[来自指点数据集的条目]

============================================================

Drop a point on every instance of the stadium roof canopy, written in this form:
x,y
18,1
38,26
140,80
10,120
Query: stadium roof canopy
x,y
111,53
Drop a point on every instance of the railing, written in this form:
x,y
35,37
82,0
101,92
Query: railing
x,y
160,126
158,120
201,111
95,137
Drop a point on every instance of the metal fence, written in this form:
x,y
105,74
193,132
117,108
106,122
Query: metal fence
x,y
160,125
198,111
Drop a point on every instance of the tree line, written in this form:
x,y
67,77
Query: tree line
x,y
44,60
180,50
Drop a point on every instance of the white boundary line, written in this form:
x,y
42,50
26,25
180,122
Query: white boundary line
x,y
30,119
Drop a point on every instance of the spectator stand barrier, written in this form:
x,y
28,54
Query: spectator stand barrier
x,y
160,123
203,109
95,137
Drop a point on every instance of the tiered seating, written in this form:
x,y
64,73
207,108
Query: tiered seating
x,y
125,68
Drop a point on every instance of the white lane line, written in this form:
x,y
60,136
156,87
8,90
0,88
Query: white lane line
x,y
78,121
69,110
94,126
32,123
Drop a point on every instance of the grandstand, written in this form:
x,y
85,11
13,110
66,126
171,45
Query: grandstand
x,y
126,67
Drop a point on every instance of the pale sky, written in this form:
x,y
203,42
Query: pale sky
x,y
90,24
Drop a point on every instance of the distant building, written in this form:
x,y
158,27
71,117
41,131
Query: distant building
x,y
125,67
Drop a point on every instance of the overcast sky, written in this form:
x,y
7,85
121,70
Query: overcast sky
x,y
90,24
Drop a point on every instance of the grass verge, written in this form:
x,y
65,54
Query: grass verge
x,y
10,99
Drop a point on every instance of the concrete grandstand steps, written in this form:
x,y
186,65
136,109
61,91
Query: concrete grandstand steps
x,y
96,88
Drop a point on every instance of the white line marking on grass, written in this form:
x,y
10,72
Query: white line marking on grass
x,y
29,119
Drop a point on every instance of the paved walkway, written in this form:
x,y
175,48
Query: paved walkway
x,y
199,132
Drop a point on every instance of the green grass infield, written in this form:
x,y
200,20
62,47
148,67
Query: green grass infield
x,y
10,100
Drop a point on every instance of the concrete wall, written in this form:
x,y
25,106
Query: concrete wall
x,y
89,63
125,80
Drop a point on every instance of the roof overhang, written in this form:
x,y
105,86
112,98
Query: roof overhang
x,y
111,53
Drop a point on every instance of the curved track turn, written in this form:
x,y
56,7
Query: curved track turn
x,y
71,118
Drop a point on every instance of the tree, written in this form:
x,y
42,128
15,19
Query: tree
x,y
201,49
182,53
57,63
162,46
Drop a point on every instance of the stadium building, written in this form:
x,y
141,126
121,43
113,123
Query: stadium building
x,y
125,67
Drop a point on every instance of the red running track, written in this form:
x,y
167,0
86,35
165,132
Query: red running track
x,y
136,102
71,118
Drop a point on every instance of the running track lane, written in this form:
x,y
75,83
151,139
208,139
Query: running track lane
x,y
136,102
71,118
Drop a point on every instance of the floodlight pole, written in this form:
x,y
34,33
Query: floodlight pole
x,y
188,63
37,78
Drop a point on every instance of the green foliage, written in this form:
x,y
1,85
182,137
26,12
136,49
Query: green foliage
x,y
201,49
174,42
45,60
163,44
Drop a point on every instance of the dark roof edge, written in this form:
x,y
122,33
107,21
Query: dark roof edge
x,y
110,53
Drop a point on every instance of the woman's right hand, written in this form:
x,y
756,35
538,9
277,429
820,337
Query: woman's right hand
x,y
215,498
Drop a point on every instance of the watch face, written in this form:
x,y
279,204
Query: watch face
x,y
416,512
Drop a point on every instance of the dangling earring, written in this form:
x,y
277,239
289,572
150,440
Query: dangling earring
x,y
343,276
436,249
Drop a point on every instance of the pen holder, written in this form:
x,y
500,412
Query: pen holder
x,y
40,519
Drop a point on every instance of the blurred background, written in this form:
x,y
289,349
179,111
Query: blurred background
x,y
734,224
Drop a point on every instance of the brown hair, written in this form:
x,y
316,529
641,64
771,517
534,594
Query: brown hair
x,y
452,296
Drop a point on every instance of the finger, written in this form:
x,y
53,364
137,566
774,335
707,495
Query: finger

============================================================

#### 任务目标
请把以上全部记录逐行转写成 Markdown 表格，分“序号”和“内容”两列，“序号”列写行号，“内容”列写该行文字，空行不录。

#### 结果
| 序号 | 内容 |
|---|---|
| 1 | Drop a point on every instance of the stadium roof canopy, written in this form: |
| 2 | x,y |
| 3 | 18,1 |
| 4 | 38,26 |
| 5 | 140,80 |
| 6 | 10,120 |
| 7 | Query: stadium roof canopy |
| 8 | x,y |
| 9 | 111,53 |
| 10 | Drop a point on every instance of the railing, written in this form: |
| 11 | x,y |
| 12 | 35,37 |
| 13 | 82,0 |
| 14 | 101,92 |
| 15 | Query: railing |
| 16 | x,y |
| 17 | 160,126 |
| 18 | 158,120 |
| 19 | 201,111 |
| 20 | 95,137 |
| 21 | Drop a point on every instance of the metal fence, written in this form: |
| 22 | x,y |
| 23 | 105,74 |
| 24 | 193,132 |
| 25 | 117,108 |
| 26 | 106,122 |
| 27 | Query: metal fence |
| 28 | x,y |
| 29 | 160,125 |
| 30 | 198,111 |
| 31 | Drop a point on every instance of the tree line, written in this form: |
| 32 | x,y |
| 33 | 67,77 |
| 34 | Query: tree line |
| 35 | x,y |
| 36 | 44,60 |
| 37 | 180,50 |
| 38 | Drop a point on every instance of the white boundary line, written in this form: |
| 39 | x,y |
| 40 | 42,50 |
| 41 | 26,25 |
| 42 | 180,122 |
| 43 | Query: white boundary line |
| 44 | x,y |
| 45 | 30,119 |
| 46 | Drop a point on every instance of the spectator stand barrier, written in this form: |
| 47 | x,y |
| 48 | 28,54 |
| 49 | Query: spectator stand barrier |
| 50 | x,y |
| 51 | 160,123 |
| 52 | 203,109 |
| 53 | 95,137 |
| 54 | Drop a point on every instance of the tiered seating, written in this form: |
| 55 | x,y |
| 56 | 64,73 |
| 57 | 207,108 |
| 58 | Query: tiered seating |
| 59 | x,y |
| 60 | 125,68 |
| 61 | Drop a point on every instance of the white lane line, written in this form: |
| 62 | x,y |
| 63 | 60,136 |
| 64 | 156,87 |
| 65 | 8,90 |
| 66 | 0,88 |
| 67 | Query: white lane line |
| 68 | x,y |
| 69 | 78,121 |
| 70 | 69,110 |
| 71 | 94,126 |
| 72 | 32,123 |
| 73 | Drop a point on every instance of the grandstand, written in this form: |
| 74 | x,y |
| 75 | 85,11 |
| 76 | 13,110 |
| 77 | 66,126 |
| 78 | 171,45 |
| 79 | Query: grandstand |
| 80 | x,y |
| 81 | 126,67 |
| 82 | Drop a point on every instance of the pale sky, written in this form: |
| 83 | x,y |
| 84 | 203,42 |
| 85 | Query: pale sky |
| 86 | x,y |
| 87 | 90,24 |
| 88 | Drop a point on every instance of the distant building, written in this form: |
| 89 | x,y |
| 90 | 158,27 |
| 91 | 71,117 |
| 92 | 41,131 |
| 93 | Query: distant building |
| 94 | x,y |
| 95 | 125,67 |
| 96 | Drop a point on every instance of the overcast sky, written in this form: |
| 97 | x,y |
| 98 | 7,85 |
| 99 | 121,70 |
| 100 | Query: overcast sky |
| 101 | x,y |
| 102 | 90,24 |
| 103 | Drop a point on every instance of the grass verge, written in this form: |
| 104 | x,y |
| 105 | 65,54 |
| 106 | Query: grass verge |
| 107 | x,y |
| 108 | 10,99 |
| 109 | Drop a point on every instance of the concrete grandstand steps, written in this form: |
| 110 | x,y |
| 111 | 186,65 |
| 112 | 136,109 |
| 113 | 61,91 |
| 114 | Query: concrete grandstand steps |
| 115 | x,y |
| 116 | 96,88 |
| 117 | Drop a point on every instance of the white line marking on grass, written in this form: |
| 118 | x,y |
| 119 | 10,72 |
| 120 | Query: white line marking on grass |
| 121 | x,y |
| 122 | 29,119 |
| 123 | Drop a point on every instance of the paved walkway, written in this form: |
| 124 | x,y |
| 125 | 175,48 |
| 126 | Query: paved walkway |
| 127 | x,y |
| 128 | 199,132 |
| 129 | Drop a point on every instance of the green grass infield, written in this form: |
| 130 | x,y |
| 131 | 200,20 |
| 132 | 62,47 |
| 133 | 148,67 |
| 134 | Query: green grass infield |
| 135 | x,y |
| 136 | 10,100 |
| 137 | Drop a point on every instance of the concrete wall, written in this form: |
| 138 | x,y |
| 139 | 25,106 |
| 140 | Query: concrete wall |
| 141 | x,y |
| 142 | 89,63 |
| 143 | 125,80 |
| 144 | Drop a point on every instance of the roof overhang, written in this form: |
| 145 | x,y |
| 146 | 105,86 |
| 147 | 112,98 |
| 148 | Query: roof overhang |
| 149 | x,y |
| 150 | 111,53 |
| 151 | Drop a point on every instance of the curved track turn, written in this form: |
| 152 | x,y |
| 153 | 56,7 |
| 154 | Query: curved track turn |
| 155 | x,y |
| 156 | 71,118 |
| 157 | Drop a point on every instance of the tree, written in this form: |
| 158 | x,y |
| 159 | 42,128 |
| 160 | 15,19 |
| 161 | Query: tree |
| 162 | x,y |
| 163 | 201,49 |
| 164 | 182,53 |
| 165 | 57,63 |
| 166 | 162,46 |
| 167 | Drop a point on every instance of the stadium building, written in this form: |
| 168 | x,y |
| 169 | 141,126 |
| 170 | 121,43 |
| 171 | 113,123 |
| 172 | Query: stadium building |
| 173 | x,y |
| 174 | 125,67 |
| 175 | Drop a point on every instance of the red running track, written in this form: |
| 176 | x,y |
| 177 | 167,0 |
| 178 | 86,35 |
| 179 | 165,132 |
| 180 | Query: red running track |
| 181 | x,y |
| 182 | 136,102 |
| 183 | 71,118 |
| 184 | Drop a point on every instance of the running track lane, written in this form: |
| 185 | x,y |
| 186 | 75,83 |
| 187 | 151,139 |
| 188 | 208,139 |
| 189 | Query: running track lane |
| 190 | x,y |
| 191 | 136,102 |
| 192 | 71,118 |
| 193 | Drop a point on every instance of the floodlight pole, written in this form: |
| 194 | x,y |
| 195 | 34,33 |
| 196 | Query: floodlight pole |
| 197 | x,y |
| 198 | 188,63 |
| 199 | 37,78 |
| 200 | Drop a point on every instance of the green foliage, written in this form: |
| 201 | x,y |
| 202 | 1,85 |
| 203 | 182,137 |
| 204 | 26,12 |
| 205 | 136,49 |
| 206 | Query: green foliage |
| 207 | x,y |
| 208 | 201,49 |
| 209 | 174,42 |
| 210 | 45,60 |
| 211 | 163,44 |
| 212 | Drop a point on every instance of the dark roof edge, written in this form: |
| 213 | x,y |
| 214 | 122,33 |
| 215 | 107,21 |
| 216 | Query: dark roof edge |
| 217 | x,y |
| 218 | 110,53 |
| 219 | Drop a point on every instance of the woman's right hand, written in this form: |
| 220 | x,y |
| 221 | 756,35 |
| 222 | 538,9 |
| 223 | 277,429 |
| 224 | 820,337 |
| 225 | Query: woman's right hand |
| 226 | x,y |
| 227 | 215,498 |
| 228 | Drop a point on every instance of the watch face, written in this form: |
| 229 | x,y |
| 230 | 279,204 |
| 231 | Query: watch face |
| 232 | x,y |
| 233 | 416,512 |
| 234 | Drop a point on every instance of the dangling earring, written in this form: |
| 235 | x,y |
| 236 | 277,239 |
| 237 | 289,572 |
| 238 | 150,440 |
| 239 | Query: dangling earring |
| 240 | x,y |
| 241 | 343,276 |
| 242 | 436,249 |
| 243 | Drop a point on every instance of the pen holder, written in this form: |
| 244 | x,y |
| 245 | 500,412 |
| 246 | Query: pen holder |
| 247 | x,y |
| 248 | 40,519 |
| 249 | Drop a point on every instance of the blurred background, written in this form: |
| 250 | x,y |
| 251 | 289,349 |
| 252 | 179,111 |
| 253 | Query: blurred background |
| 254 | x,y |
| 255 | 734,224 |
| 256 | Drop a point on every instance of the brown hair, written in this form: |
| 257 | x,y |
| 258 | 316,529 |
| 259 | 641,64 |
| 260 | 771,517 |
| 261 | 534,594 |
| 262 | Query: brown hair |
| 263 | x,y |
| 264 | 452,296 |
| 265 | Drop a point on every instance of the finger, written in this form: |
| 266 | x,y |
| 267 | 53,364 |
| 268 | 137,566 |
| 269 | 774,335 |
| 270 | 707,495 |
| 271 | Query: finger |